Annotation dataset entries
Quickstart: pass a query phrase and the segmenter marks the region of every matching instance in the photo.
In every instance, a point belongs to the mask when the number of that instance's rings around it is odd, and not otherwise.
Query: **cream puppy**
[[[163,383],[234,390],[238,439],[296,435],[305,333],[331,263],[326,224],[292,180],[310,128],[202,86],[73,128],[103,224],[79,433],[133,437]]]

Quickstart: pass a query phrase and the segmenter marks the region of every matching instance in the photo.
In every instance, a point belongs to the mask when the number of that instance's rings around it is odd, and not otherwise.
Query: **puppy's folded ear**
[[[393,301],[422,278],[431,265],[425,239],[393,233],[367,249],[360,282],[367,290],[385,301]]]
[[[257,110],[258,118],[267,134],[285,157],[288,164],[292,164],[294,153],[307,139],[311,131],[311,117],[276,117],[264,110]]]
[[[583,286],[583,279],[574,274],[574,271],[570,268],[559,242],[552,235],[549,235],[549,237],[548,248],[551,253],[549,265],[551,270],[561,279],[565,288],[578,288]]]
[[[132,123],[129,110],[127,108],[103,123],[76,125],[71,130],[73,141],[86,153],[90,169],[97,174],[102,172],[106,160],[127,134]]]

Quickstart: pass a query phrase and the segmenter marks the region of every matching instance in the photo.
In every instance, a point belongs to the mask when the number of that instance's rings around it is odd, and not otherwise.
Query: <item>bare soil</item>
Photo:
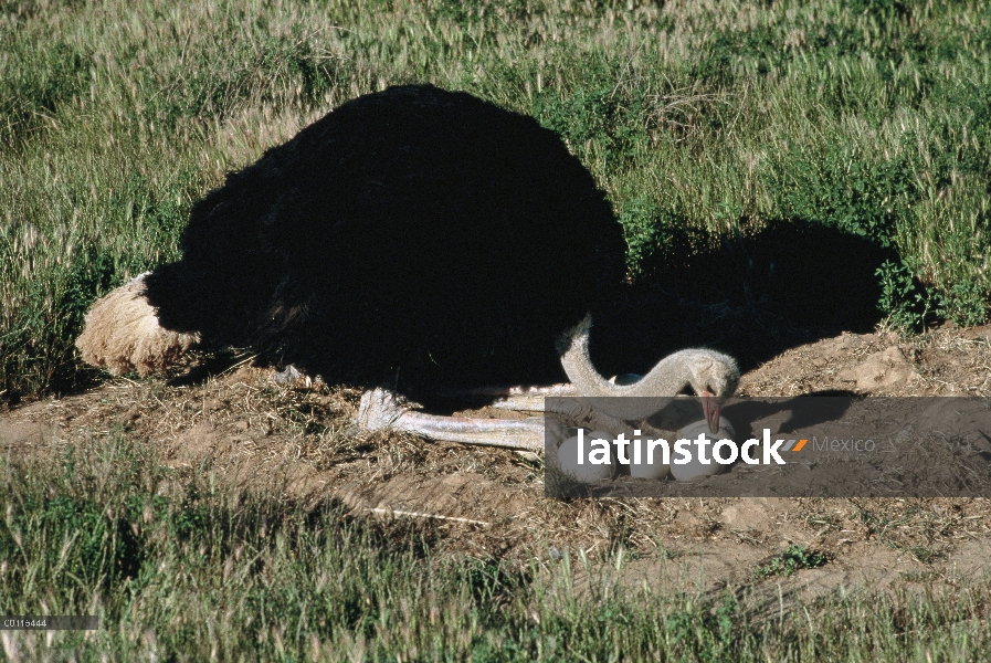
[[[276,491],[313,507],[337,501],[360,517],[423,522],[452,552],[536,555],[544,565],[561,564],[567,554],[589,559],[595,572],[622,568],[618,580],[637,587],[746,590],[768,614],[793,597],[953,590],[991,573],[985,498],[561,502],[545,497],[542,467],[533,459],[358,431],[350,421],[359,391],[281,386],[271,376],[242,366],[186,386],[116,379],[0,414],[0,452],[46,453],[124,430],[162,463],[243,490]],[[991,396],[991,328],[913,338],[844,334],[750,370],[739,393],[836,389]],[[788,578],[761,576],[792,545],[821,551],[827,562]]]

● Problem description
Please write out all the lines above again, including their requests, multiplying every coordinate in the polygon answers by 1.6 and rounding each result to a whole number, with halves rounded up. Leave the pictures out.

● Answer in full
Quickstart: pass a query phrase and the segmenter marks the region of every matching instance in the photo.
In every instance, a point belongs to the mask when the number of that instance's rings around it is odd, and not otherwise.
Query: **cream puppy**
[[[261,613],[374,624],[381,702],[474,696],[488,533],[530,421],[522,358],[467,288],[496,205],[323,138],[117,205],[165,358],[126,693],[213,699]]]

Quickstart: pass a query phrase and the segmenter marks the region of every matching instance in the photo.
In every instance, a point belongs to the mask when the number of that instance's rings around it is odd, and not otherwise.
Query: **puppy's folded ear**
[[[629,482],[675,445],[690,424],[680,382],[629,373],[587,398],[576,451],[587,464],[616,482]]]
[[[411,176],[413,189],[427,214],[456,251],[461,262],[467,262],[470,245],[491,222],[498,210],[498,187],[442,187],[422,176]]]
[[[933,458],[933,446],[918,438],[918,434],[912,429],[894,387],[883,376],[878,376],[878,379],[877,397],[882,405],[878,424],[882,432],[898,446],[904,461],[925,461]]]
[[[211,197],[206,176],[203,173],[165,197],[122,200],[114,208],[117,226],[138,245],[144,270],[155,278],[163,275],[170,256],[203,214]]]

Quickstart: pass a query phrase and the segmenter marks the region of every matching instance in the photo.
In every instance, a point belongs to the mask when the number of that instance's rings around it is odd, and not otherwise.
Query: <item>bare soil</item>
Photo:
[[[442,786],[501,811],[539,802],[576,827],[677,835],[723,883],[858,888],[870,904],[898,902],[907,886],[942,894],[952,915],[995,909],[989,928],[1019,939],[1194,944],[1229,982],[1269,955],[1525,944],[1586,917],[1576,797],[898,803],[872,795],[867,747],[853,734],[573,690],[560,674],[574,626],[450,618],[434,602],[387,586],[298,618],[186,606],[0,662],[0,723],[74,725],[198,688],[259,741],[389,784]],[[1586,634],[1586,525],[1461,541],[1350,534],[1200,592],[1182,629],[1338,622]],[[1261,925],[1218,922],[1267,872],[1314,882],[1323,899]]]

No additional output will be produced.